» Materials provided:
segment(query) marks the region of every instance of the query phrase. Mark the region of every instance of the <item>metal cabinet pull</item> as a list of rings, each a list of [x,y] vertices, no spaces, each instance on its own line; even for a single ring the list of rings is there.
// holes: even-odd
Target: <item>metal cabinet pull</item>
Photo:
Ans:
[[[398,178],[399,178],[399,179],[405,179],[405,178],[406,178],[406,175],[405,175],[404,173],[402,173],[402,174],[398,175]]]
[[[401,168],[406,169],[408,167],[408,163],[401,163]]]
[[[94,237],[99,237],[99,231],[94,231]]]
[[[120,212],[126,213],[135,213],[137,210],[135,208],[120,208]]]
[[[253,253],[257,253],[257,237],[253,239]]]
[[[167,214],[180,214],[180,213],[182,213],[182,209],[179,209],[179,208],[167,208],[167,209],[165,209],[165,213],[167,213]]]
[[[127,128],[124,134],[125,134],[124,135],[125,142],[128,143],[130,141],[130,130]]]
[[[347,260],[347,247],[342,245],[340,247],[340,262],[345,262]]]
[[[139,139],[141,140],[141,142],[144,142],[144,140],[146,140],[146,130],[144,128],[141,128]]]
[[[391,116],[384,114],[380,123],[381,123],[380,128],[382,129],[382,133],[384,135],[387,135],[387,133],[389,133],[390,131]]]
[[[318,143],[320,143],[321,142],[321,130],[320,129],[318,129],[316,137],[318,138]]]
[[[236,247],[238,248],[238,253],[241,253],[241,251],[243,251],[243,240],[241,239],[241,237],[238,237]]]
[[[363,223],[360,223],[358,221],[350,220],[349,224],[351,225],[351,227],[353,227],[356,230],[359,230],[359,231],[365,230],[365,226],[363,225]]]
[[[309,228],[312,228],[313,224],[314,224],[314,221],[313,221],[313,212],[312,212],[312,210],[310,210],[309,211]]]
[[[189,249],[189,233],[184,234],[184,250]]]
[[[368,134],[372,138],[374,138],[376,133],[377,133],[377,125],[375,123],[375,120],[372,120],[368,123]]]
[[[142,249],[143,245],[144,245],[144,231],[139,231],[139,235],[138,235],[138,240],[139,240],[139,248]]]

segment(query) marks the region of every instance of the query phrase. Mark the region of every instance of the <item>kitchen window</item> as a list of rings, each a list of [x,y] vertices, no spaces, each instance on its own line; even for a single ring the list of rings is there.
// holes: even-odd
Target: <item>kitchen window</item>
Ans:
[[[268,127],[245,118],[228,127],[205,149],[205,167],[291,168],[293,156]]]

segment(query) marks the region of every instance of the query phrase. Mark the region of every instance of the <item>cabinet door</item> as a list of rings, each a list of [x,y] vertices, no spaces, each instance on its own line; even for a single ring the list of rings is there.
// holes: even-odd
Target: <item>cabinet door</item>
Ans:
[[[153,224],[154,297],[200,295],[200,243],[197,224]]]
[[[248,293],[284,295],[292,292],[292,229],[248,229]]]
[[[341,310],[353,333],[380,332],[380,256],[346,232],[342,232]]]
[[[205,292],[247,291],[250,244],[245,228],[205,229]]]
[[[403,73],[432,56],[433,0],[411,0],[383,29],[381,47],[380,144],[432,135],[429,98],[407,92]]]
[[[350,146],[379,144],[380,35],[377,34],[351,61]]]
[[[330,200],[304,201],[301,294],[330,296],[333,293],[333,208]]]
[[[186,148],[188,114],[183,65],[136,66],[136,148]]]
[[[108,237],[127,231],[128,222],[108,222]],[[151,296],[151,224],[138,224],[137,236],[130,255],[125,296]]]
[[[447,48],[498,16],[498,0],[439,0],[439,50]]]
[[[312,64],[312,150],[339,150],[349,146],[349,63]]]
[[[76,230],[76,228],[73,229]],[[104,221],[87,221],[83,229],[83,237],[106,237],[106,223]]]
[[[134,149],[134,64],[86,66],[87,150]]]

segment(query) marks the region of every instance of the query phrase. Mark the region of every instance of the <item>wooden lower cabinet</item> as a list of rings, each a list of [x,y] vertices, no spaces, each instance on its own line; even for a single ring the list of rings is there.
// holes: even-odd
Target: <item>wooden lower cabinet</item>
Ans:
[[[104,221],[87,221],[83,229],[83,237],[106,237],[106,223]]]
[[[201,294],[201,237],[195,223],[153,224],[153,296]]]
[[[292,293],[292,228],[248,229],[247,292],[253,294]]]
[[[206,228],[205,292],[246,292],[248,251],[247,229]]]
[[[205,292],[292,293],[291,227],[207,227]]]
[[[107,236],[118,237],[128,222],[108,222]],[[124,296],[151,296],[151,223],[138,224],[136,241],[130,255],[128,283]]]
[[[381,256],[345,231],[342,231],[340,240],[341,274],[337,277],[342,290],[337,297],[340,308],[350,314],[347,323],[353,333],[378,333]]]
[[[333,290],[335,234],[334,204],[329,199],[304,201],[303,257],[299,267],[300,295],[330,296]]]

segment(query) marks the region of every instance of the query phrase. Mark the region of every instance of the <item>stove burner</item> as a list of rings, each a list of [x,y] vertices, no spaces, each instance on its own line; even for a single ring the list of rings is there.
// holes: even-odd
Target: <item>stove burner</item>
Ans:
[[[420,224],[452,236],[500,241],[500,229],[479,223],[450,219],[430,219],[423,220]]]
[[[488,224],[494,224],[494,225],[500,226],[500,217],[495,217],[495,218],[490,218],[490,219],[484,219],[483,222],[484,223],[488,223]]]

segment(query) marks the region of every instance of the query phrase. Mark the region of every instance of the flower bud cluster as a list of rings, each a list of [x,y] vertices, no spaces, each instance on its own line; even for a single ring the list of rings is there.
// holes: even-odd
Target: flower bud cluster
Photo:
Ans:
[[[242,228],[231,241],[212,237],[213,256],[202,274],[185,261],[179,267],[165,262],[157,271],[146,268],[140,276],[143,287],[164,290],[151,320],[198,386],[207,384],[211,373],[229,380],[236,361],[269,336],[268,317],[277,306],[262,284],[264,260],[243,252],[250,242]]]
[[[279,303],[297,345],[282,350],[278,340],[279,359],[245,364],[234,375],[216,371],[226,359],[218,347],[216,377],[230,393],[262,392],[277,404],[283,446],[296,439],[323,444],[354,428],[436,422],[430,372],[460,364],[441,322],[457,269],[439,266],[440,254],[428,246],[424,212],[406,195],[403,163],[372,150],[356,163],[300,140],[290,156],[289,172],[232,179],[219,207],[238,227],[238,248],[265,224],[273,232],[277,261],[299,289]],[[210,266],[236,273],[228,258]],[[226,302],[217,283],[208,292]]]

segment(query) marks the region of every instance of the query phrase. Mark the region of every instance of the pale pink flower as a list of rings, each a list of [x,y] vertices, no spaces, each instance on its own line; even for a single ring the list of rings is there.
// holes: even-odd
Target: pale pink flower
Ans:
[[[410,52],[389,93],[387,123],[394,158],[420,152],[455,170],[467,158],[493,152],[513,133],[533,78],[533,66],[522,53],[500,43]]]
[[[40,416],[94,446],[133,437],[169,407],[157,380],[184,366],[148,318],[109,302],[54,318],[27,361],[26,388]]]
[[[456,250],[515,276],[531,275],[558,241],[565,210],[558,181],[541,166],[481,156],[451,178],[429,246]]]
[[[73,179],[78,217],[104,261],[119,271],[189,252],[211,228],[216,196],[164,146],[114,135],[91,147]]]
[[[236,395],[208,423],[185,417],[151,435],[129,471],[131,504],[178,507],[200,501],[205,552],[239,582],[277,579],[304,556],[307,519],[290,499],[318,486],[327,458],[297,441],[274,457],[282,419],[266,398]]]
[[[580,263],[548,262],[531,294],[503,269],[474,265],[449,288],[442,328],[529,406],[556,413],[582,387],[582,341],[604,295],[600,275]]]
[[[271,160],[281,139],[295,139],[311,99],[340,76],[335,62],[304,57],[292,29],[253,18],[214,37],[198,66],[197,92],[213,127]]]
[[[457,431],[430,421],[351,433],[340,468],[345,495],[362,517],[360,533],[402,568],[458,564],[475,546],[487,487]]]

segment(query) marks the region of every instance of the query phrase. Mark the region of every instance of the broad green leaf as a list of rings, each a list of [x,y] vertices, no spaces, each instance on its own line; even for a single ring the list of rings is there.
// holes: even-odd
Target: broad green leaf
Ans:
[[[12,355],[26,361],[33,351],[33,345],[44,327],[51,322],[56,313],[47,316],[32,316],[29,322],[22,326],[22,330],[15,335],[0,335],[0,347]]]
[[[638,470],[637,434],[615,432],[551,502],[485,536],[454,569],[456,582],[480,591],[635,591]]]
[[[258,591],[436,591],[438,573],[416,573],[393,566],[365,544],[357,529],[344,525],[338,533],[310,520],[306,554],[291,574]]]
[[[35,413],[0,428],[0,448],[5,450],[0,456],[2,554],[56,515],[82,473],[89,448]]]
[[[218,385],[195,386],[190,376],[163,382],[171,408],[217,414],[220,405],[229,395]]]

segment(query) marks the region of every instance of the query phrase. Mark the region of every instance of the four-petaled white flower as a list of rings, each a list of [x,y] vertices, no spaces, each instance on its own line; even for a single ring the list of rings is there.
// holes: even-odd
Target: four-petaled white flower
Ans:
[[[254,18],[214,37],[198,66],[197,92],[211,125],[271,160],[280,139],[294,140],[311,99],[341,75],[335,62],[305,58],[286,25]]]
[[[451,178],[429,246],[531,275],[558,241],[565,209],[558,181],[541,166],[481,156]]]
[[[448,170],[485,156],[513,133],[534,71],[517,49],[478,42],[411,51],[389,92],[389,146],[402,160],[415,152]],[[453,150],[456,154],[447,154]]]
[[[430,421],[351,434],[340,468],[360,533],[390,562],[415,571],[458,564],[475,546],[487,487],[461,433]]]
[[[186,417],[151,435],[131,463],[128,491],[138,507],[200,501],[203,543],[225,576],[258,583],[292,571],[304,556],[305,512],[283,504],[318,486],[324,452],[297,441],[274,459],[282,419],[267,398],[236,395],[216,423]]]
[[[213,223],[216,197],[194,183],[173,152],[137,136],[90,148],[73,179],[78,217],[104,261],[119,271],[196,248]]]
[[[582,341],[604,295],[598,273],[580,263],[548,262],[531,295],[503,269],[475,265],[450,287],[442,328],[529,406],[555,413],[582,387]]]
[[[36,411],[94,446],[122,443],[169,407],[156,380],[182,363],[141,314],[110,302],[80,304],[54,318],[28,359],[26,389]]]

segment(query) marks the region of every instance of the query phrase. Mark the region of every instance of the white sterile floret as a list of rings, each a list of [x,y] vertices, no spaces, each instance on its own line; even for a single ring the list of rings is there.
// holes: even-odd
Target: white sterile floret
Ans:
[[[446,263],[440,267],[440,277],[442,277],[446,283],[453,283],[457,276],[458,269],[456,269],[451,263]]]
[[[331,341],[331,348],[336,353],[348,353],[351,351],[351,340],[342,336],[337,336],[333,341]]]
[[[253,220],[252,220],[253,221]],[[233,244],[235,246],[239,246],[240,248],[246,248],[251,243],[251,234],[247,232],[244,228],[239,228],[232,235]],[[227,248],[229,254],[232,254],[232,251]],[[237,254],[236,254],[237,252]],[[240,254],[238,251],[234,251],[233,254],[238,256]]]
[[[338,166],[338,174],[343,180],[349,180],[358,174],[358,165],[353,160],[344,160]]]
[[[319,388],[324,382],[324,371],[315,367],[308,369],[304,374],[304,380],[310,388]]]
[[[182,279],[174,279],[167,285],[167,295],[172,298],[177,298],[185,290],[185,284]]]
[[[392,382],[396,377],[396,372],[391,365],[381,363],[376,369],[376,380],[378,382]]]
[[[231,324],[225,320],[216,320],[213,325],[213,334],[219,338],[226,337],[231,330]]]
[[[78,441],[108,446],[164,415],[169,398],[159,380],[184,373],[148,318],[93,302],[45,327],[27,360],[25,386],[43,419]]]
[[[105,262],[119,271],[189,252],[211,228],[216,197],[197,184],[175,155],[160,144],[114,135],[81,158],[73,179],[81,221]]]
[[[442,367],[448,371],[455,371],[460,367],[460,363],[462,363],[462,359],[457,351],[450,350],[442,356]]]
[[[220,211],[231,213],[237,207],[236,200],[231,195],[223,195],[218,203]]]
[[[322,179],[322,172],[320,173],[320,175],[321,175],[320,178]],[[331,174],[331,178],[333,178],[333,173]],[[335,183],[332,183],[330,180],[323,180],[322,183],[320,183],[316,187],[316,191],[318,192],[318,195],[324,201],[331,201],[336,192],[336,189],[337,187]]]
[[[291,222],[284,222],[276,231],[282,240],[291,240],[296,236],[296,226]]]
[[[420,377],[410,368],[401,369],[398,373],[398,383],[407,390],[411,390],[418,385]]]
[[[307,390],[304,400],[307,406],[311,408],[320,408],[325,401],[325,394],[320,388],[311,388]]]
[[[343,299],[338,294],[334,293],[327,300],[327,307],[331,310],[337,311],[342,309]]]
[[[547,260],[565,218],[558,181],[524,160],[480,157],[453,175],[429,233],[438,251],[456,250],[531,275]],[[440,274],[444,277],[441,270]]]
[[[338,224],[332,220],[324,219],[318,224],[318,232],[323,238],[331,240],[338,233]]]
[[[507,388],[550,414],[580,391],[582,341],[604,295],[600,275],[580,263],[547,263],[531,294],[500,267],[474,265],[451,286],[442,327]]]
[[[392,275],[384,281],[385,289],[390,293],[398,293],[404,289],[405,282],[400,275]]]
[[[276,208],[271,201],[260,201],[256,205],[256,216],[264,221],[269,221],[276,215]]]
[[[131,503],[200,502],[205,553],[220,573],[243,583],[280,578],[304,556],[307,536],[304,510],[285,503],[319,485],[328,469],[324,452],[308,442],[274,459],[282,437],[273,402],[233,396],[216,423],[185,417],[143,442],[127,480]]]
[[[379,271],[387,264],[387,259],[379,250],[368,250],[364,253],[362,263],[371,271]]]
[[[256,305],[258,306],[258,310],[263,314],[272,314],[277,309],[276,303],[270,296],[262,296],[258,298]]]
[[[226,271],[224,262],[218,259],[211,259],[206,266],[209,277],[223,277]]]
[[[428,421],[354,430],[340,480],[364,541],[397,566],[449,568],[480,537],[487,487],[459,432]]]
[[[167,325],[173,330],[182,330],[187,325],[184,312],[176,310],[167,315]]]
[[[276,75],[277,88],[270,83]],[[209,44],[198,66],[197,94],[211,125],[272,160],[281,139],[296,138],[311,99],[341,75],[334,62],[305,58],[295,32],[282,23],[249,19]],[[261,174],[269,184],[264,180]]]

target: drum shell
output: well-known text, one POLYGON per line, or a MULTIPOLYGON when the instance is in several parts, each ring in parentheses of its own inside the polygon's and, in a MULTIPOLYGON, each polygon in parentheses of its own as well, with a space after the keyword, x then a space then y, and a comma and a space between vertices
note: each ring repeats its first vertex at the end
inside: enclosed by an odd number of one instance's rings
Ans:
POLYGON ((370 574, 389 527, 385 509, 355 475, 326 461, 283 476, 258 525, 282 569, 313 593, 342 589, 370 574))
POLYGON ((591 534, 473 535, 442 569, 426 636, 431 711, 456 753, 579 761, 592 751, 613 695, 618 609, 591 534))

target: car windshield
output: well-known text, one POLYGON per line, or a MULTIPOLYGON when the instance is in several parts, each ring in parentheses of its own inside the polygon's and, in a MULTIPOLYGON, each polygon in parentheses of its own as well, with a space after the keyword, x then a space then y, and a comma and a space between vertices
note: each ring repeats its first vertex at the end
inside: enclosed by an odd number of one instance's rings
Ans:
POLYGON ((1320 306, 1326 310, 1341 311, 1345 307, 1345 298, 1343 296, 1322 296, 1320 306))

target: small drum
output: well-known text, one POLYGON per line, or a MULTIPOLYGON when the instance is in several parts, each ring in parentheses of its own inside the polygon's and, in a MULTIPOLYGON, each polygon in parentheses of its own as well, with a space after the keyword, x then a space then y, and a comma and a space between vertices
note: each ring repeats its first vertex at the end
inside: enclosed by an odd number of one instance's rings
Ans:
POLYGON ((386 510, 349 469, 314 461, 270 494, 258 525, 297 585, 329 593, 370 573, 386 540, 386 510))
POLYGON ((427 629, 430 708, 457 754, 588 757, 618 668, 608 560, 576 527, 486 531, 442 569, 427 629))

» Activity:
Lines above with "floret" in them are the ones to copy.

» Solution below:
segment(query) marks the region of every instance of the query phrase. Mark the region of every instance of the white sterile floret as a list of rings, each a list of [x,y] vertices, no spaces, each instance on its own line; even for a single ring the list of rings is there.
Target: white sterile floret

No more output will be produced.